課題内容.
下のリストで「metal」という語を含む行はどれですか。該当する行をすべて書き写してください。
== 演習資料
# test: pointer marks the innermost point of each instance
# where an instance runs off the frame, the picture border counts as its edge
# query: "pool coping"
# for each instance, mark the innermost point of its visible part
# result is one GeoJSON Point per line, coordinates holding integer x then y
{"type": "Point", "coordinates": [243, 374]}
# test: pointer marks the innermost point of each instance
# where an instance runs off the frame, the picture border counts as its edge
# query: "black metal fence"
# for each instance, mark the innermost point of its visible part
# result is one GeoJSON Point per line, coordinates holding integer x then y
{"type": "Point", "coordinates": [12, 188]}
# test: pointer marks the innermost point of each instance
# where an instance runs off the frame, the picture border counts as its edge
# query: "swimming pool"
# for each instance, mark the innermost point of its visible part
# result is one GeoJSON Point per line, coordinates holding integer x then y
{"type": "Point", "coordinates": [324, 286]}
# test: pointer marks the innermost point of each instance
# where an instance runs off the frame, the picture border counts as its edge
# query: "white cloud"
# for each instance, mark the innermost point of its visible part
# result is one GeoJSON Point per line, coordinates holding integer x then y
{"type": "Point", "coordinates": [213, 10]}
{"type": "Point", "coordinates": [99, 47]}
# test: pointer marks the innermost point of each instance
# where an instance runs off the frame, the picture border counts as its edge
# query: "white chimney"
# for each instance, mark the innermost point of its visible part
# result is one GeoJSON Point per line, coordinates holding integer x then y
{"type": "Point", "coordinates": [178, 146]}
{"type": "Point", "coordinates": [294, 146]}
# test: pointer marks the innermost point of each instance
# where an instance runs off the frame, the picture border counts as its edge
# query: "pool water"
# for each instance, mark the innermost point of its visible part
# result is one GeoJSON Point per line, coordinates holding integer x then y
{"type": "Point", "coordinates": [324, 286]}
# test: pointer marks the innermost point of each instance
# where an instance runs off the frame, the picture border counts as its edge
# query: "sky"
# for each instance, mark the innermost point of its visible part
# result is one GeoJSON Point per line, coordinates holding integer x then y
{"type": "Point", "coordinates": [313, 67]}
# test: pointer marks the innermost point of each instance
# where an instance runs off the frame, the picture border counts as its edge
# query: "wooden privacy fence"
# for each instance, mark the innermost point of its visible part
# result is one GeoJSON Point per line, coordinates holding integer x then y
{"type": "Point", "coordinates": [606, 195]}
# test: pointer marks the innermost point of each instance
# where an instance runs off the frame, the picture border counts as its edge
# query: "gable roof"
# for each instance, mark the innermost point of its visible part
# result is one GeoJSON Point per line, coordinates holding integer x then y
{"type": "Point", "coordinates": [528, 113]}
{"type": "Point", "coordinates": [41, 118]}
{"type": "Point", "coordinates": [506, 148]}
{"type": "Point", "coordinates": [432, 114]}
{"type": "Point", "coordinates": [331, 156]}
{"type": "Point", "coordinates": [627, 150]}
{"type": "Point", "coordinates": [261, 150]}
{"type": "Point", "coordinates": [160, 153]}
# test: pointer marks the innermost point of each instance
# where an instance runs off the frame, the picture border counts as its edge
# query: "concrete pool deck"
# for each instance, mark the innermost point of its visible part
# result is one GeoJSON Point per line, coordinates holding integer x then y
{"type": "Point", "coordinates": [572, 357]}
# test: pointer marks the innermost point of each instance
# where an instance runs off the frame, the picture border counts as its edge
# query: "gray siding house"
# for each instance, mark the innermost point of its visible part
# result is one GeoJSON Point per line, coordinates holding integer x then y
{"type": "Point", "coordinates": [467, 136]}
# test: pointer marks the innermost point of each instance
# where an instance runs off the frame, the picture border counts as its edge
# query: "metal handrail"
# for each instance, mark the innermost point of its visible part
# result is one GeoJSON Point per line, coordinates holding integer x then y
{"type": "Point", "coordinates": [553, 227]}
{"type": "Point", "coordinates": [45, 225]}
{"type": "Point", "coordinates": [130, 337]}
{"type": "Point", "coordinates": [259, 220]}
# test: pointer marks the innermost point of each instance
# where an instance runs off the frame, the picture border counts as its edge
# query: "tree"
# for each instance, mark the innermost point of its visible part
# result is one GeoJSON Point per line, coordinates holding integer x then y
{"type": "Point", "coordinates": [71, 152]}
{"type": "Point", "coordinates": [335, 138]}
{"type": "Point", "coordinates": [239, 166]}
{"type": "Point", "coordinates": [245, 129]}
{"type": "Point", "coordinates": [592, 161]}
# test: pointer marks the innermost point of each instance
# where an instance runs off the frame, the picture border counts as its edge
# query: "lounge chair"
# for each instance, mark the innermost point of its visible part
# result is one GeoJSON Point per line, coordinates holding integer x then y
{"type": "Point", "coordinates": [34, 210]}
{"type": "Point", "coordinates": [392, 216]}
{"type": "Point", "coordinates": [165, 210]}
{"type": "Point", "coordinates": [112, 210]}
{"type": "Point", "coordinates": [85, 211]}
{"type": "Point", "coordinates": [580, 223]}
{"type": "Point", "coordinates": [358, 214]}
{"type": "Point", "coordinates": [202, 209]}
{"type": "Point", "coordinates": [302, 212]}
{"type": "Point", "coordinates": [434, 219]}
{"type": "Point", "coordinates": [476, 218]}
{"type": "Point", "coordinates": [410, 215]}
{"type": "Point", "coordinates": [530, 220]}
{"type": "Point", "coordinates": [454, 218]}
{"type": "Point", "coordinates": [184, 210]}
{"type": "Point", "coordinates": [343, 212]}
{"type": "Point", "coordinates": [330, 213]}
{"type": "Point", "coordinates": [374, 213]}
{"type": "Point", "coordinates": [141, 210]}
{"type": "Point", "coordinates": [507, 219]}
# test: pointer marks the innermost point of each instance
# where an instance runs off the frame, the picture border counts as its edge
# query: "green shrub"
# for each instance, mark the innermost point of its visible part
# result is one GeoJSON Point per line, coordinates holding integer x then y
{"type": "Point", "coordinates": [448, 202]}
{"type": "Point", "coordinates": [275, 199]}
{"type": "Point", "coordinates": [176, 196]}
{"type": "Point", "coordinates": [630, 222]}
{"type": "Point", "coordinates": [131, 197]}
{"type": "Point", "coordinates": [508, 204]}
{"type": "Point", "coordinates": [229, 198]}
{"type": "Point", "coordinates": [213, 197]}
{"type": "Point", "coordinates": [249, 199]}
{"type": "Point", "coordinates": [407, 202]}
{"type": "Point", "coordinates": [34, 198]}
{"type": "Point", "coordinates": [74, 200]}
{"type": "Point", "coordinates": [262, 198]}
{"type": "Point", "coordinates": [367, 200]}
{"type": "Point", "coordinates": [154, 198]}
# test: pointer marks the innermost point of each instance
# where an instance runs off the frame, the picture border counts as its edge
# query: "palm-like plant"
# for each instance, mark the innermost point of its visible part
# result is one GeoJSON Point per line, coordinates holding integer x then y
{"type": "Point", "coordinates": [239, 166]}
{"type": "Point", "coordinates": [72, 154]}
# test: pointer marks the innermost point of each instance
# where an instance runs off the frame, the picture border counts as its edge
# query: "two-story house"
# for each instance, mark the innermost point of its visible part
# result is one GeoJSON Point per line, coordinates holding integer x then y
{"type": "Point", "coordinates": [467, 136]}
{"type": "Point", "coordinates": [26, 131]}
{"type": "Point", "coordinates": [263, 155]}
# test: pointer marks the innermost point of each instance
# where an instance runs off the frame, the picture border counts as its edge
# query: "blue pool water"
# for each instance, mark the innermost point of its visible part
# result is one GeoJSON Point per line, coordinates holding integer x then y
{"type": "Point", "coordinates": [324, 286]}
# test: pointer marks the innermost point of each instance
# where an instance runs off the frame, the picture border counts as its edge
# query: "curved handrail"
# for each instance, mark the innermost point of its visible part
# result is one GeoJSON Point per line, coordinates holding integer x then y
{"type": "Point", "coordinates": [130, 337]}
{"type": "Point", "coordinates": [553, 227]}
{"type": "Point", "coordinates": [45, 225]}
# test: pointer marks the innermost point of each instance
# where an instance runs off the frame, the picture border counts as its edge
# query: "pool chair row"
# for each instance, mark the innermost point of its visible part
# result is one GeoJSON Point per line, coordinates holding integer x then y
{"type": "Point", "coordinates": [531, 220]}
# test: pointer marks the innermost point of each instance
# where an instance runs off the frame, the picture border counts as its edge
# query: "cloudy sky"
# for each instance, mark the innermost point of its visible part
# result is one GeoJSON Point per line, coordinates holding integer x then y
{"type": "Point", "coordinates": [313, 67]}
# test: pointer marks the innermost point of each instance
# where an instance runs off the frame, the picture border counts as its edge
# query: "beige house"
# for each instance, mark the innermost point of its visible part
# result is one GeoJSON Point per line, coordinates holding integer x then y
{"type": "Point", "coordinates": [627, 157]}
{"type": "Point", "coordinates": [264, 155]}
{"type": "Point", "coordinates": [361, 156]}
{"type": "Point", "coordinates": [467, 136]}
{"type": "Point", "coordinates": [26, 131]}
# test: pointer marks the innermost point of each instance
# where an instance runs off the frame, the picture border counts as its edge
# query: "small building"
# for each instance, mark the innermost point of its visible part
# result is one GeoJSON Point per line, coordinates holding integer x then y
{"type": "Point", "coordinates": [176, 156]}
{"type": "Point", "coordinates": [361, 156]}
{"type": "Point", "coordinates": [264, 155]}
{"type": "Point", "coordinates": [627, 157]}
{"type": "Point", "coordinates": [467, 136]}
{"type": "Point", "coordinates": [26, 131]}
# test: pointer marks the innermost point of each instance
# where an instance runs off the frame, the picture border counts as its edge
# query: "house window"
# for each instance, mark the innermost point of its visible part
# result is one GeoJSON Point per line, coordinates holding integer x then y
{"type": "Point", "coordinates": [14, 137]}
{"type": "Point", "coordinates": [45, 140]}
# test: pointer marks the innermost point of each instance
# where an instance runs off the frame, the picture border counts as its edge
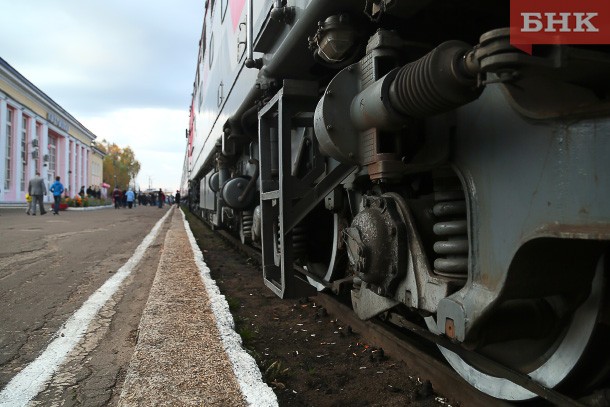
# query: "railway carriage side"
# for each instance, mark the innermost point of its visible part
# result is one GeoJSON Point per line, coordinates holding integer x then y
{"type": "Point", "coordinates": [405, 155]}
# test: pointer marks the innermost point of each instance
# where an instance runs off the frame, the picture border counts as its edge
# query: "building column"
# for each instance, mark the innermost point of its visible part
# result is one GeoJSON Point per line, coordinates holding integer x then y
{"type": "Point", "coordinates": [87, 169]}
{"type": "Point", "coordinates": [44, 150]}
{"type": "Point", "coordinates": [17, 165]}
{"type": "Point", "coordinates": [32, 161]}
{"type": "Point", "coordinates": [3, 138]}
{"type": "Point", "coordinates": [66, 160]}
====
解答例.
# query: "black metal fence"
# query: "metal handrail"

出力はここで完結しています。